Task objective: Can you turn this data into a JSON list of strings, one string per line, with blank lines omitted? Cover all of the data and leave the pictures out of your answer.

[Image location labeling entries]
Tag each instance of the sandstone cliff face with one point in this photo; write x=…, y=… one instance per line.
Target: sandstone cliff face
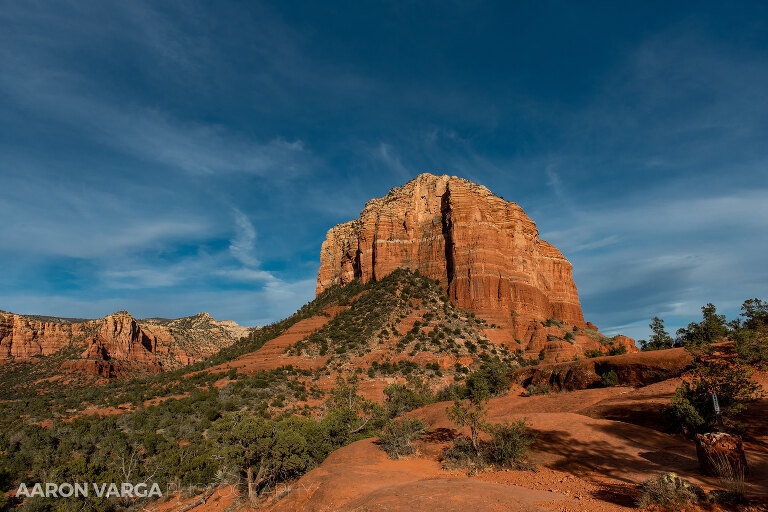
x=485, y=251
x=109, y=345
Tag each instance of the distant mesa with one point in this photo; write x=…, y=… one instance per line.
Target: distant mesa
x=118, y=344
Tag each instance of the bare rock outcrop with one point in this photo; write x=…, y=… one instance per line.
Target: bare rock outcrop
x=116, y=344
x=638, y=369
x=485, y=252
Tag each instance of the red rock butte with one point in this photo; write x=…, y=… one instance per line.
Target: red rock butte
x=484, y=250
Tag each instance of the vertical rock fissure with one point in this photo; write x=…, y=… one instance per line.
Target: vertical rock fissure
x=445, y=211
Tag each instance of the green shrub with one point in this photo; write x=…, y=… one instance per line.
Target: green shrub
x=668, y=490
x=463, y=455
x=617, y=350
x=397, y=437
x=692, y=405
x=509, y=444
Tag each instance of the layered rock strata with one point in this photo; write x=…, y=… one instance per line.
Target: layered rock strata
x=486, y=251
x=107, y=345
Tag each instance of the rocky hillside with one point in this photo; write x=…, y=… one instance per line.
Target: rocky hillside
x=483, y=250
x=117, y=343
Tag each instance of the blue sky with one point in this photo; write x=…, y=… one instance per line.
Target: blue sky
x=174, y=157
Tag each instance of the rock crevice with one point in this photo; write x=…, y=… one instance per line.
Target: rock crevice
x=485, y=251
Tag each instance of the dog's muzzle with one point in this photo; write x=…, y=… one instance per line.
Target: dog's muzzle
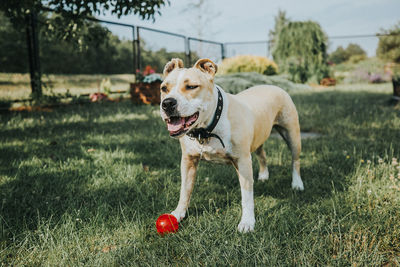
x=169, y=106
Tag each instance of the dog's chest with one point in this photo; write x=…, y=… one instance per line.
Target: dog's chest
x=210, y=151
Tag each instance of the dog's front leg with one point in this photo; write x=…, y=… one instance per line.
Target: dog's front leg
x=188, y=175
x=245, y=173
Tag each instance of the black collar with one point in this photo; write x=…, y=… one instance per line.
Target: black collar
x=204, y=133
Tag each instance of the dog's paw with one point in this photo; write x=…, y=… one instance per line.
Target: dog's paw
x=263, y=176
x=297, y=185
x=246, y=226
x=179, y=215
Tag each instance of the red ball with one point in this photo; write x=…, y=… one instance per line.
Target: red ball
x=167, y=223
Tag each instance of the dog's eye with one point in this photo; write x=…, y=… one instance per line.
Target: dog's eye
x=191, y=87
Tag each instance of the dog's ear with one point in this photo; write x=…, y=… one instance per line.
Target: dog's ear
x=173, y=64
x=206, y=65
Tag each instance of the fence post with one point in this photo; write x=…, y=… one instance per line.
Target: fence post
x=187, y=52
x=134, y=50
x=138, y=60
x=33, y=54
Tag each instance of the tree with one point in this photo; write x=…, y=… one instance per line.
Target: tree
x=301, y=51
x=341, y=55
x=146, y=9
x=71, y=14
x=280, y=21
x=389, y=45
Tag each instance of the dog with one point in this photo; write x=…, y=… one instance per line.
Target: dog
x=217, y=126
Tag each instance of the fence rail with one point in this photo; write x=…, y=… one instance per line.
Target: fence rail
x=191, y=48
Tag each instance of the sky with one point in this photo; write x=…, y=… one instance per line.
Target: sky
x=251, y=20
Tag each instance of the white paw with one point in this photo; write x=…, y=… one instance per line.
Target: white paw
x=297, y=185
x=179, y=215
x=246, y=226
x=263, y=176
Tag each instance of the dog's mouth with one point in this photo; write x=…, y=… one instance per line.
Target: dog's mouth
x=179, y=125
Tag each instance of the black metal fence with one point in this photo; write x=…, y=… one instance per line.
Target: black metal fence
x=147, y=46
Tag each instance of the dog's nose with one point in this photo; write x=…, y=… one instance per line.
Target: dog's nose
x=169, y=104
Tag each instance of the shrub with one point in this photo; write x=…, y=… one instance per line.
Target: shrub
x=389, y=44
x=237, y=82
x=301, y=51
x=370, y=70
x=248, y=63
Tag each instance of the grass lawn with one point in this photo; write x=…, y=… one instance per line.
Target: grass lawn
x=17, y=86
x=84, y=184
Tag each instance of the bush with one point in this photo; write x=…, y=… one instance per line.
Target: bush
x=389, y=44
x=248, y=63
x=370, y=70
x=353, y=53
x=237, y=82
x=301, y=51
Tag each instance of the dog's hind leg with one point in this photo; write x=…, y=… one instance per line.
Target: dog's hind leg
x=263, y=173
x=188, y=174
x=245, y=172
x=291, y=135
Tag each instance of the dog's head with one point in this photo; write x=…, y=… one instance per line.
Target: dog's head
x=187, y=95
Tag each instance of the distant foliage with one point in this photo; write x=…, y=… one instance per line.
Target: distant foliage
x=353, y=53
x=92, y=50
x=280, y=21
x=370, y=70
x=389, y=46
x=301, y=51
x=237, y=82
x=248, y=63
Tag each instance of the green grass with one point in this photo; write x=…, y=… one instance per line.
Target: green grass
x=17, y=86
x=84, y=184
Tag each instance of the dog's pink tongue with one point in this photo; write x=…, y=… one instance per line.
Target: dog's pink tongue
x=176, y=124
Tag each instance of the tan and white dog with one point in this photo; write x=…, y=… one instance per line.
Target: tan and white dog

Task result:
[
  "Tag each instance of the sandstone cliff face with one point in this photo; write x=…, y=… one instance per line.",
  "Target: sandstone cliff face",
  "x=485, y=251",
  "x=109, y=345",
  "Tag each instance of the distant mesa with one point in this photo; write x=…, y=… one instance per line.",
  "Target: distant mesa",
  "x=118, y=344",
  "Tag each instance of the bare rock outcrop with one point in this photo; write x=…, y=… one instance per line.",
  "Target: bare rock outcrop",
  "x=116, y=344",
  "x=638, y=369",
  "x=485, y=252",
  "Tag each instance of the red rock butte with one point in this photo; write x=…, y=… one instance per line.",
  "Target: red rock butte",
  "x=484, y=250",
  "Tag each instance of the vertical rock fissure with one point in this photo; write x=…, y=… one instance per line.",
  "Target: vertical rock fissure",
  "x=445, y=211",
  "Tag each instance of the green shrub with one point in this photo; write x=…, y=… one instance per line.",
  "Target: green shrub",
  "x=668, y=490",
  "x=463, y=455",
  "x=617, y=350",
  "x=397, y=437",
  "x=692, y=405",
  "x=509, y=444",
  "Tag each instance of the layered rock strata with one point in this photo; write x=…, y=… one instance per line.",
  "Target: layered rock strata",
  "x=486, y=251",
  "x=107, y=345",
  "Tag each instance of the rocky hillside with one point in this photo; write x=…, y=… one instance per line.",
  "Target: rocky hillside",
  "x=483, y=250",
  "x=117, y=343",
  "Tag each instance of the blue sky with one point in this photo; write x=…, y=… one instance per line.",
  "Target: blue sky",
  "x=174, y=157",
  "Tag each instance of the rock crevice with one point in this photo; write x=…, y=… one instance per line.",
  "Target: rock crevice",
  "x=485, y=251",
  "Tag each instance of the dog's muzzle with one point in this photo; write x=…, y=… one instance per line.",
  "Target: dog's muzzle",
  "x=169, y=106",
  "Tag each instance of the dog's chest with one point in this photo; write x=…, y=… one instance per line.",
  "Target: dog's chest",
  "x=210, y=151",
  "Tag each instance of the dog's front leg with one point in this photo; write x=…, y=… one instance per line.",
  "Target: dog's front leg",
  "x=188, y=175",
  "x=245, y=173",
  "Tag each instance of the black collar with one point in this photo; write x=…, y=… one instance per line.",
  "Target: black collar",
  "x=204, y=133",
  "Tag each instance of the dog's paw with one point in this photo; write x=…, y=… one instance per line.",
  "Target: dog's paw",
  "x=263, y=176",
  "x=297, y=185",
  "x=246, y=226",
  "x=179, y=215",
  "Tag each instance of the red ball with one point in this photo; write x=…, y=… one instance per line.",
  "Target: red ball",
  "x=167, y=223",
  "Tag each instance of the dog's eye with one point in this photo; write x=…, y=… one instance per line.",
  "Target: dog's eye",
  "x=191, y=87",
  "Tag each instance of the dog's ear with one point in this photo; write x=…, y=… one instance per line.",
  "Target: dog's ear",
  "x=173, y=64",
  "x=206, y=65",
  "Tag each instance of the fence post with one point in this photo; write x=…, y=… one instance per line.",
  "Target: fence post",
  "x=187, y=52",
  "x=134, y=50",
  "x=138, y=60",
  "x=33, y=54",
  "Tag each instance of the tree with one point in this photo; write x=…, y=… one instance per line.",
  "Target: tree",
  "x=301, y=51",
  "x=341, y=55",
  "x=146, y=9",
  "x=71, y=14",
  "x=280, y=21",
  "x=389, y=45",
  "Tag each instance of the dog with one point in this photo; write x=…, y=… one instance per line.",
  "Target: dog",
  "x=217, y=126",
  "Tag each instance of the fence rail with one point in this photo; write x=…, y=… one instance per line.",
  "Target: fence rail",
  "x=191, y=48",
  "Tag each instance of the sky with one point in this photo; write x=…, y=… one instance per line.",
  "Target: sky",
  "x=251, y=20",
  "Tag each instance of the white paw with one point in this photo; write x=…, y=… one instance per line.",
  "Target: white paw",
  "x=297, y=185",
  "x=179, y=215",
  "x=246, y=226",
  "x=263, y=176",
  "Tag each instance of the dog's mouth with one point in this photo; write x=…, y=… one instance per line.",
  "Target: dog's mouth",
  "x=179, y=125",
  "Tag each instance of the black metal fence with one point in this photo; write x=…, y=… one instance per line.",
  "Target: black metal fence",
  "x=147, y=46",
  "Tag each instance of the dog's nose with one point in this photo; write x=…, y=… one instance per line.",
  "Target: dog's nose",
  "x=169, y=104",
  "Tag each instance of the shrub with one point in this photo; write x=…, y=… one instance per line.",
  "Target: shrub",
  "x=389, y=44",
  "x=237, y=82",
  "x=301, y=51",
  "x=370, y=70",
  "x=248, y=63",
  "Tag each instance of the grass lawn with one point in this photo; write x=…, y=… one instance per line.",
  "Target: grass lawn",
  "x=17, y=86",
  "x=84, y=184",
  "Tag each instance of the bush with one point in this photo; write x=…, y=… one instance per line.",
  "Target: bush",
  "x=389, y=44",
  "x=248, y=63",
  "x=370, y=70",
  "x=353, y=53",
  "x=237, y=82",
  "x=301, y=51",
  "Tag each instance of the dog's hind leg with one point in this photo; write x=…, y=… one instance per line.",
  "Target: dog's hind leg",
  "x=263, y=173",
  "x=188, y=174",
  "x=245, y=172",
  "x=291, y=135",
  "Tag each instance of the dog's head with one point in this photo; write x=…, y=… one instance per line.",
  "Target: dog's head",
  "x=187, y=95",
  "Tag each instance of the distant foliage with one point in this photo; write x=…, y=… one instance per line.",
  "Target: distant foliage",
  "x=353, y=53",
  "x=92, y=50",
  "x=280, y=21",
  "x=370, y=70",
  "x=389, y=46",
  "x=301, y=51",
  "x=237, y=82",
  "x=248, y=63",
  "Tag each instance of the green grass with one point in this photo; write x=…, y=… one instance per line.",
  "Target: green grass",
  "x=17, y=86",
  "x=84, y=184",
  "Tag each instance of the dog's pink tongue with one point in this photo; write x=…, y=… one instance per line.",
  "Target: dog's pink tongue",
  "x=176, y=124",
  "Tag each instance of the tan and white dog with one point in this photo; write x=…, y=… one instance per line.",
  "Target: tan and white dog"
]